**EXERCISE AIM:** The reply to the records below should contain exactly the lines from the line with "Target: sandy beach" through the line with "to the sailboat", and nothing besides.

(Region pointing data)

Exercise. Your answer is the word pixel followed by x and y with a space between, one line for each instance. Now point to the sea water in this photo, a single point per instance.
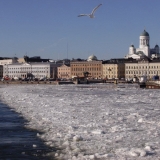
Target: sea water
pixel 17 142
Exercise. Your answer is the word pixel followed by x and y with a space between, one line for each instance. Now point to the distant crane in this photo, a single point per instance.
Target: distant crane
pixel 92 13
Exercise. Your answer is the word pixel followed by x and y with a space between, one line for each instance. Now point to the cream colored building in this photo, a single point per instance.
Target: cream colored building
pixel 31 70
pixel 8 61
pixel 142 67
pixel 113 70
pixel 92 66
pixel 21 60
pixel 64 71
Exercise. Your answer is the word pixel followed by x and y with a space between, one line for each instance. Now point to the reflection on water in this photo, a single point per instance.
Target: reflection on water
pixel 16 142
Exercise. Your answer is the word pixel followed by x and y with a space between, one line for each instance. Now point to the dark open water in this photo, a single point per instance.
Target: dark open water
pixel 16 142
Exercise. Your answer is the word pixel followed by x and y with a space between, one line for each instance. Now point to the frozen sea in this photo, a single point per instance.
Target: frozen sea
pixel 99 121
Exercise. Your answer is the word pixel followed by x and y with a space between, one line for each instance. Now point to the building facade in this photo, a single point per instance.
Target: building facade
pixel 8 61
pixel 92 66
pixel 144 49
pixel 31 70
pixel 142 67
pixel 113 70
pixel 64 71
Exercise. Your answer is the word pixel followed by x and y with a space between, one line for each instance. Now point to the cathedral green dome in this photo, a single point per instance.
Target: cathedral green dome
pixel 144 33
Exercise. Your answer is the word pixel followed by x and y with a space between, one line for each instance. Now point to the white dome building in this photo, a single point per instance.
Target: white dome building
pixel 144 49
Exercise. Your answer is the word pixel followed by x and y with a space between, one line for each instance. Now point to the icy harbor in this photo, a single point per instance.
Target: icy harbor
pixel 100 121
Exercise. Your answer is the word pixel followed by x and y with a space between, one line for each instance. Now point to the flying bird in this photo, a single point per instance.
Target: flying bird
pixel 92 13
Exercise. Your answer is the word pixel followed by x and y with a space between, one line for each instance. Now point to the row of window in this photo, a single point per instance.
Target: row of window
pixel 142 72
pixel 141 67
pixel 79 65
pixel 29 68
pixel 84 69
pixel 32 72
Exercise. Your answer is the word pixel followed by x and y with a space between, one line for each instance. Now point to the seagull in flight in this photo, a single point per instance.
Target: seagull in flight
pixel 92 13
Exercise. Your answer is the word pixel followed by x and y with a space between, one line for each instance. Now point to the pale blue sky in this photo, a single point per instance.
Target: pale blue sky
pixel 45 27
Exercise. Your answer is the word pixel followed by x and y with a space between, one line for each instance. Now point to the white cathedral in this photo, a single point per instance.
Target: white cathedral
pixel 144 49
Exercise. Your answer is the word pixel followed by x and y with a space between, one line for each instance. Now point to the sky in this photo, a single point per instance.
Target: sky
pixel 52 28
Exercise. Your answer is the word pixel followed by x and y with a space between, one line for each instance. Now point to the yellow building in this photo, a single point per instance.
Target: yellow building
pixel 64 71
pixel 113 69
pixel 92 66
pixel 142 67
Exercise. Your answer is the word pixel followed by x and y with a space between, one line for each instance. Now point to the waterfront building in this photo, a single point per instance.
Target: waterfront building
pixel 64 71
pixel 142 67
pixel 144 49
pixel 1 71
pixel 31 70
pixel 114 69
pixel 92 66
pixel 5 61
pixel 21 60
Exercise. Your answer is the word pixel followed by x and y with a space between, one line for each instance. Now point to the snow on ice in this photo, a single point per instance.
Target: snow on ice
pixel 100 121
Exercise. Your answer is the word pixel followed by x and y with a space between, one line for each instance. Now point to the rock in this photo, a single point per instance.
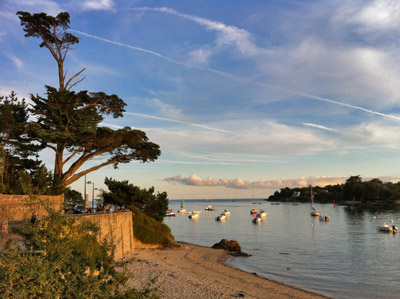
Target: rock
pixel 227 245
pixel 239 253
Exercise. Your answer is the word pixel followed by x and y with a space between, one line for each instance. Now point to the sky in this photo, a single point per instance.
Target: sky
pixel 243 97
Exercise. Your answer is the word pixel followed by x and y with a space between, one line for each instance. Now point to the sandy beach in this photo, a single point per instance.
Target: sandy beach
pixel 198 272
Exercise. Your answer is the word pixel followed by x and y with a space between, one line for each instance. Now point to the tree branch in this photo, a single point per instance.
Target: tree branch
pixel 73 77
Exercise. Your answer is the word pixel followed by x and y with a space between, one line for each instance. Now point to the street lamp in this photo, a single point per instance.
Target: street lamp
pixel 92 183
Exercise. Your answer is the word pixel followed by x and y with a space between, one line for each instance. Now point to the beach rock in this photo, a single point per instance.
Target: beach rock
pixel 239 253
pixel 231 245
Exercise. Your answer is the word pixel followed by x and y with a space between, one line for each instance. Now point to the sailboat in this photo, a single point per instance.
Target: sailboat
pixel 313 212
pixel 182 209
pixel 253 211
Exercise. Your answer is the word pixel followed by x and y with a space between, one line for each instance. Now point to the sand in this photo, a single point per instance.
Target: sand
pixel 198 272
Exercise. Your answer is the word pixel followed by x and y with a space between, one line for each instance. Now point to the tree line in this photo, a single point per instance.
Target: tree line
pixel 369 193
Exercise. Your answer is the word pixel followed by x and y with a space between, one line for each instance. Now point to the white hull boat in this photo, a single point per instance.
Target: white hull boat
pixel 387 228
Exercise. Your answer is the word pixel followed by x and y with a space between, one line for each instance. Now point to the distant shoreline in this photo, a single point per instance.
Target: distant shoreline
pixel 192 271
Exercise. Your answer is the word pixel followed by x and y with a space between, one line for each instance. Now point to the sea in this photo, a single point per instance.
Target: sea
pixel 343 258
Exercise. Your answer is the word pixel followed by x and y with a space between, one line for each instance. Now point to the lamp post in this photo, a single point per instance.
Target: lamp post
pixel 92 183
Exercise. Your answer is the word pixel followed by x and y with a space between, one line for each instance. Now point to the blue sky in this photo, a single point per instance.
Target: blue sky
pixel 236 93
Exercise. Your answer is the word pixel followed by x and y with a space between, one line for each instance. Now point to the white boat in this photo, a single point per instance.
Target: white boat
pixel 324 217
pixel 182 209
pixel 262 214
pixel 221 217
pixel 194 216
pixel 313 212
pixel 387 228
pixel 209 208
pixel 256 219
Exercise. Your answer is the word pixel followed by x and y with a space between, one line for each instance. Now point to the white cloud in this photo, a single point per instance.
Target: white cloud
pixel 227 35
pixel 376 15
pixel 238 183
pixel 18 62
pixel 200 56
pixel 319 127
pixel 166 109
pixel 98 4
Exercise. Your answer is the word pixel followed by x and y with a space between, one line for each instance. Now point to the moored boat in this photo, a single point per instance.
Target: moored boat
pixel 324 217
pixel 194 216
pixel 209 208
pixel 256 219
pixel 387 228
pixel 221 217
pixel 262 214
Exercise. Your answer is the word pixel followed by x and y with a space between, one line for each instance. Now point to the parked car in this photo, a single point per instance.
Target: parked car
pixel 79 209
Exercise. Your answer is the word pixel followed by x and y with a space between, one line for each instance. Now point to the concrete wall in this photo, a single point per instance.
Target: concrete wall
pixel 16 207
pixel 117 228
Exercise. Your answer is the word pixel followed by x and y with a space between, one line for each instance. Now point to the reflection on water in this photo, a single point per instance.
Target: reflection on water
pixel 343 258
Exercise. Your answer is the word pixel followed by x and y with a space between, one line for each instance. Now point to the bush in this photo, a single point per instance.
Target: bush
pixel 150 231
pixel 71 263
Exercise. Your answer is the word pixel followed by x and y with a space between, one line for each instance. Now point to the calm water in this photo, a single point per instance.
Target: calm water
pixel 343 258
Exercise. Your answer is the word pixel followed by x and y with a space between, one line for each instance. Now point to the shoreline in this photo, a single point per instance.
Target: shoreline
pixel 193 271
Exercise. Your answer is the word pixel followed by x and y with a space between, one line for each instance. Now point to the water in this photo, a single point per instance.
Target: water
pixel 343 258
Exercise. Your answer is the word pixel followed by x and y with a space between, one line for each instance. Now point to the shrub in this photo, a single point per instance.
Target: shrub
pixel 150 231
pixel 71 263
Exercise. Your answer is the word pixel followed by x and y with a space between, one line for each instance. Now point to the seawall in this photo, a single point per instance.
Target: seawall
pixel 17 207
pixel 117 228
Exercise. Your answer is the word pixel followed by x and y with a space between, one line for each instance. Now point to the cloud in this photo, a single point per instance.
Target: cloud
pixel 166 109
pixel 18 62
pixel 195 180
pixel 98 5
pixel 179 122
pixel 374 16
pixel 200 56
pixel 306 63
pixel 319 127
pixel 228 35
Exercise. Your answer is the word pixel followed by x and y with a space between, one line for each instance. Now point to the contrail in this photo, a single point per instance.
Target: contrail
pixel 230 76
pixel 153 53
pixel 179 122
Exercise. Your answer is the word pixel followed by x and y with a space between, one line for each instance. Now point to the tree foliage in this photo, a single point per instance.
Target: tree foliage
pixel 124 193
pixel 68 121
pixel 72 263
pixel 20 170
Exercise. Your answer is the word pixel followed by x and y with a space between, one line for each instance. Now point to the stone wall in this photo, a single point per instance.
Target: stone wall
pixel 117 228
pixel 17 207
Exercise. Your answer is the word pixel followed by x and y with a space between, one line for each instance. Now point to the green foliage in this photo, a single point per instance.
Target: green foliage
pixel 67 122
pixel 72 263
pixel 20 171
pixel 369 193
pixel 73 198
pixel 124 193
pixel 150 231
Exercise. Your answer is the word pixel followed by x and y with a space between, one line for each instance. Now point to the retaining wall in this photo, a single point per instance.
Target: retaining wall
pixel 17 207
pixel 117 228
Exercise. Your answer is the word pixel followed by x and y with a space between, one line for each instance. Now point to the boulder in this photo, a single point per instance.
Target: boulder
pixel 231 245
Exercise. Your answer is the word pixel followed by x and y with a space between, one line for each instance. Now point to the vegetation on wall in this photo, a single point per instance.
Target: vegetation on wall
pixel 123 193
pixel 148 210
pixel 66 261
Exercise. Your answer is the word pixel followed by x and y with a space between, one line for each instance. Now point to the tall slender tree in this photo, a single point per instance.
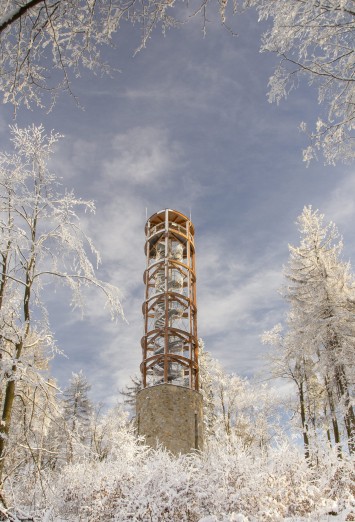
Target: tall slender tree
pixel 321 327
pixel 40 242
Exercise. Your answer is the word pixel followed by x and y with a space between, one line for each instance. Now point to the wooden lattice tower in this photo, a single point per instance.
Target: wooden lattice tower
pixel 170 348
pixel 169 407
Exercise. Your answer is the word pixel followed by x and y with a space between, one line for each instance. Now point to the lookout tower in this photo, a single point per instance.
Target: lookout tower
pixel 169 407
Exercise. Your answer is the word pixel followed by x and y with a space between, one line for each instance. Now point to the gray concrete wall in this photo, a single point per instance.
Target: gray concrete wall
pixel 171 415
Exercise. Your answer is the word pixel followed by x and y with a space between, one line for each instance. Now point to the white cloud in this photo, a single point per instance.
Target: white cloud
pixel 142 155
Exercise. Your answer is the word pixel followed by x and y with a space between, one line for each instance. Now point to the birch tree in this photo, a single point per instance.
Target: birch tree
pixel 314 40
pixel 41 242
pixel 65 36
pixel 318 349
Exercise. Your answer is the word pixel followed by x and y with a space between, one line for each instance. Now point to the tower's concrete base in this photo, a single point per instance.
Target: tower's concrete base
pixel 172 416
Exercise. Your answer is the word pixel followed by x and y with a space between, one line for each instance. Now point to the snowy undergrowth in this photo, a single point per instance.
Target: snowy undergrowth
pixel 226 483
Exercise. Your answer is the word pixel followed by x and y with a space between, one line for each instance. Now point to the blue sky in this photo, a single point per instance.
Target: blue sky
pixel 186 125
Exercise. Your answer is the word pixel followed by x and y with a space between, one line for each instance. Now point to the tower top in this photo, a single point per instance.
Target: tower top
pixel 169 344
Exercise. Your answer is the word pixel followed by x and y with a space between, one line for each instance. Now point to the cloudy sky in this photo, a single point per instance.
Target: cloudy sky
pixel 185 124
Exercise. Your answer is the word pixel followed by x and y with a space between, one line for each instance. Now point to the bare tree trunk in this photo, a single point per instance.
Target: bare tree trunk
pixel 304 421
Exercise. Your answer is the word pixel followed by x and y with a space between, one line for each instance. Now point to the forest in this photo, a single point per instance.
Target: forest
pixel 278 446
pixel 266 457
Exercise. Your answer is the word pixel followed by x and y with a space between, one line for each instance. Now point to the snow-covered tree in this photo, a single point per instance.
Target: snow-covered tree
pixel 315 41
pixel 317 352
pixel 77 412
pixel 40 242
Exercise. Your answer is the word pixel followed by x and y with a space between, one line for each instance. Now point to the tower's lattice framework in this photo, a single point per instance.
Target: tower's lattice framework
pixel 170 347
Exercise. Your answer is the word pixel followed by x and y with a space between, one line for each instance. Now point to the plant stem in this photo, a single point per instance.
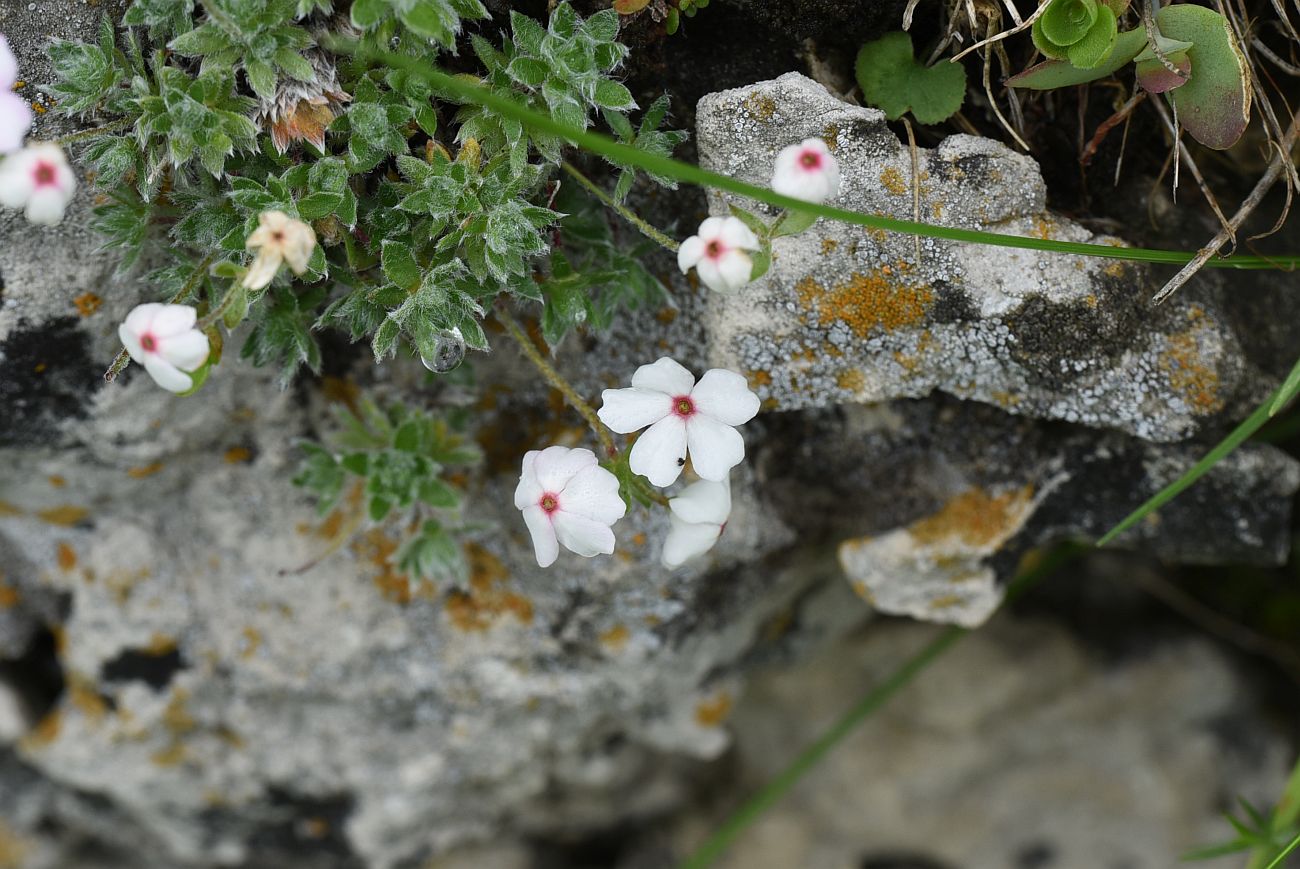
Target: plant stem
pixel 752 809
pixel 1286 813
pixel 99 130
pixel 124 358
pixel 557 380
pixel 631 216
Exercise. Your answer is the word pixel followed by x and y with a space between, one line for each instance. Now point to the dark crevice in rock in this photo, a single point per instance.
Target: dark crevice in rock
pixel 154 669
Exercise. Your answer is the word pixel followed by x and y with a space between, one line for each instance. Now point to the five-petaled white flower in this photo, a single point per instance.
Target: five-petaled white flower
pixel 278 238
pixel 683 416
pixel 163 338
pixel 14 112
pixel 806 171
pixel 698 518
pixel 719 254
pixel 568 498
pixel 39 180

**RESULT:**
Target: sandy beach
pixel 198 272
Exercise. Your answer is the word pixel followed by x and y with a space between, one line for each instance. Now point to the tree branch in this photo, a single point per instance.
Target: tree branch
pixel 73 77
Exercise. Your answer is the word pixel followed by x and y with a space between, one line for each instance. Now point to the street lamp in this photo, a single point per instance.
Target: street lamp
pixel 92 183
Exercise. Your answer is the word pixel followed by x and y with a space between, one line for each instance. Now point to the beach rock in this photo, a single point per instance.
Target: beach rock
pixel 239 253
pixel 231 245
Exercise. Your answer is the word pixel followed by x and y with a space between, one line for each instance. Now point to the sailboat in this photo, a single point per instance.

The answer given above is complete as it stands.